Regarding the Arabic language, there are few works. For instance, Al-Taani et al. [1] proposed an Arabic Numerals Checker based on finite state transducers (FSTs) to represent numerals and the transformation process. More precisely, the system concentrates only on how to transform a particular number from a string of digits into a multiword format in Arabic language, taking into consideration the gender of the counted object. However, to our knowledge, there is no work for transforming Arabic numerals into digits, which we consider a complex and important point.

Therefore, in this work, we will discuss the difficulties associated with the transformation of Arabic numerals into digits and provide an approach that can deal with them. In fact, there are many problems when writing the numbers as words, especially involving spelling errors; the errors can occur due to deleted, inserted, substituted, and transposed characters, such as “.” Also, numbers may be written in more than one format representing the same number. For instance, the following two formats “” represent the number (223).

After that, we will use the proposed approach for building an Android application as an educational Abacus program for children. This application will help children to develop skills about Abacus, numbers, counting, and to have practice in translating abacus configurations into Arabic numerals and vice versa.

There are many fields in which numbers are written as textual numbers. For instance, in the land department, land space and borders on both sides are written as words and as digits. Hence, the proposed work could be used for automatic validation and for checking the mismatch of the entered number as a word and the digit number. The same thing could be applied for financial transactions (such as in the trading business and in banking), when dealing with checks. Other applications can benefit from this work in searching operations by extracting the numbers in a document that are written as a string of words and converting them to digits.

The rest of this paper is organized as follows. Section 2 is dedicated to related works. Section 3 discusses the difficulties in the transformation process and presents the proposed approach. The dataset as well as the experimental results are presented in Section 4. Section 5 introduces the implementation of the Abacus system. We conclude in Section 6.

2 Related Works

Many authors have proposed works for spatial representation and transcoding of numbers. Most of them have focused on out-of-context number conversion; in other words, converting text numbers into digits and vice versa. Some works provide representations and analyses for numerals in various languages (Swedish, English, French, and German), and they suggest “deep structure” rules for converting numerals into digit representation and vice versa. For instance, the following are some of these rules used for English [20]:

Fusion rules: in this step, count the number of digits and divide them into a three-group string from right to left; then, identify the position word as in a hundred that is inserted after position 3.
Lexical rules: identify numerals and substitute the suitable texts for them (e.g. 2→twen/+ty|two).

▶ WHAT TO DO:
Write the next part of the passage on converting Arabic number words into digits, starting right after its final sentence. The entries have no connection to the passage on converting Arabic number words into digits.

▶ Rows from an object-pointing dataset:
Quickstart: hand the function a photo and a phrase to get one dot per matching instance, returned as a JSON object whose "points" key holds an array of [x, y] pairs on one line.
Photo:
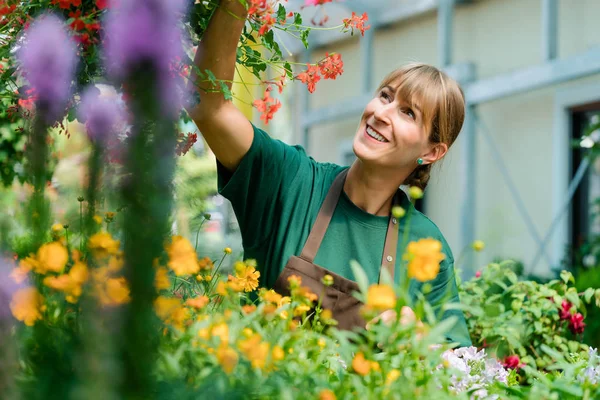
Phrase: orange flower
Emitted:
{"points": [[424, 259], [310, 77], [327, 394], [360, 365], [381, 298], [52, 257], [248, 276], [26, 305], [182, 256]]}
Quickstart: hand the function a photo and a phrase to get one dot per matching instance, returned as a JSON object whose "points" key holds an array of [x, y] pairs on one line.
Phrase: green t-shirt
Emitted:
{"points": [[276, 193]]}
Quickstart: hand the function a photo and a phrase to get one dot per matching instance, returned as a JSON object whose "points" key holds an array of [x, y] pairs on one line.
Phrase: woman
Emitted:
{"points": [[301, 217]]}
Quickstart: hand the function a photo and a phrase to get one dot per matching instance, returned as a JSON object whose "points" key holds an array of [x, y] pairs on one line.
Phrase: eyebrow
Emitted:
{"points": [[393, 90]]}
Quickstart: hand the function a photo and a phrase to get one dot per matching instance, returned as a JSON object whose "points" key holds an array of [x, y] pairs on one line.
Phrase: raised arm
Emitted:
{"points": [[227, 131]]}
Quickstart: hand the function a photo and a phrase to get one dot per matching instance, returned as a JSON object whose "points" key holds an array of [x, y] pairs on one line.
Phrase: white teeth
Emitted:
{"points": [[375, 135]]}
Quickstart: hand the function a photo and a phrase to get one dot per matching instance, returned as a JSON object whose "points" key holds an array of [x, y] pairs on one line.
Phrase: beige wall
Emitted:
{"points": [[498, 36]]}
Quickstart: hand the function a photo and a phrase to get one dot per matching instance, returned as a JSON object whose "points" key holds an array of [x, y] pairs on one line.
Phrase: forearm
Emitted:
{"points": [[217, 53]]}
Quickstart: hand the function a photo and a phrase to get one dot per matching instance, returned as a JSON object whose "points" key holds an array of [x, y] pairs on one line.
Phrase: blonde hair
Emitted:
{"points": [[441, 101]]}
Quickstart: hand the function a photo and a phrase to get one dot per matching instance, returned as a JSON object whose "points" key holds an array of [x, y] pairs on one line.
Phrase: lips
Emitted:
{"points": [[375, 135]]}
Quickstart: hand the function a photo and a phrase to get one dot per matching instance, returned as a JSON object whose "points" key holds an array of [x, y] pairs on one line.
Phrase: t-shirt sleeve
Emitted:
{"points": [[259, 184], [444, 290]]}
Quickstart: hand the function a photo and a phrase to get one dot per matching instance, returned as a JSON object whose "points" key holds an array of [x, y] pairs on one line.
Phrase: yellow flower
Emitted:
{"points": [[277, 353], [182, 256], [415, 192], [392, 376], [478, 245], [221, 331], [248, 276], [360, 365], [102, 245], [56, 228], [198, 302], [381, 298], [227, 358], [327, 280], [52, 257], [161, 279], [424, 259], [26, 305], [398, 212], [255, 350], [327, 394], [115, 292]]}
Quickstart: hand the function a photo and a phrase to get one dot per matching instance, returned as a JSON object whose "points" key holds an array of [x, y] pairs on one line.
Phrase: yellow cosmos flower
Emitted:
{"points": [[51, 257], [478, 245], [102, 245], [161, 279], [327, 394], [277, 354], [424, 259], [115, 291], [255, 350], [182, 256], [381, 298], [360, 365], [26, 305], [415, 192], [248, 276], [227, 358]]}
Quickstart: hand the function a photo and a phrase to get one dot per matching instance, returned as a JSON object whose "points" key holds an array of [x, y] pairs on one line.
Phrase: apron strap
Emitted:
{"points": [[388, 260], [317, 233]]}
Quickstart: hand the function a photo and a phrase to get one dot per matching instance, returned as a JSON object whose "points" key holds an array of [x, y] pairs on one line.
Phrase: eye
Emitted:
{"points": [[410, 113], [385, 95]]}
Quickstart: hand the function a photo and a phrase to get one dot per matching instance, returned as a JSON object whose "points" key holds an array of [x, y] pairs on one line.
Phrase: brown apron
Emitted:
{"points": [[338, 297]]}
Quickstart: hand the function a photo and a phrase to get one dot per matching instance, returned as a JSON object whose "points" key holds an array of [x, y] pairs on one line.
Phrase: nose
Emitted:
{"points": [[382, 114]]}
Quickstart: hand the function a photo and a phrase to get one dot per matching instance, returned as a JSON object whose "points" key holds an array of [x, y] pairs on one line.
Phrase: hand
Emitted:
{"points": [[407, 316]]}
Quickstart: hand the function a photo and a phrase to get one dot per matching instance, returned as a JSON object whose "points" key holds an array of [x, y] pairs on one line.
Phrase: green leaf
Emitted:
{"points": [[588, 294], [281, 13], [360, 276], [226, 92], [297, 19], [304, 38]]}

▶ ANSWER FOR THIS EXERCISE:
Other approaches [6, 13, 14, 16, 17, 19] have focused on a model that converts from text format into digit format and vice versa. For example, “six thousand four hundred thirty-five”→6000 400 30 5” or 116→“one hundred plus sixteen.” McCloskey et al. [13, 14] proposed a “numerical transcoding” method based on an “abstract internal representation” of numbers, and it is accomplished by two stages: perception and production. The perception process converts the input form into an internal semantic representation, while the production process converts the semantic representation into numeral form. Both perception and production contain components for lexical and syntactic numerical elements. For example, for the numeral text “nine thousand three hundred ten,” the lexical and semantic numerical element forms are as follows:

nine; thousand; three; hundred; ten

The internal semantic representation is

{9}10EXP3; {3}10EXP2; {10}10EXP1

Then, take the individual numbers:

{9}; {3}; {10}

Finally, produce the result as 9310.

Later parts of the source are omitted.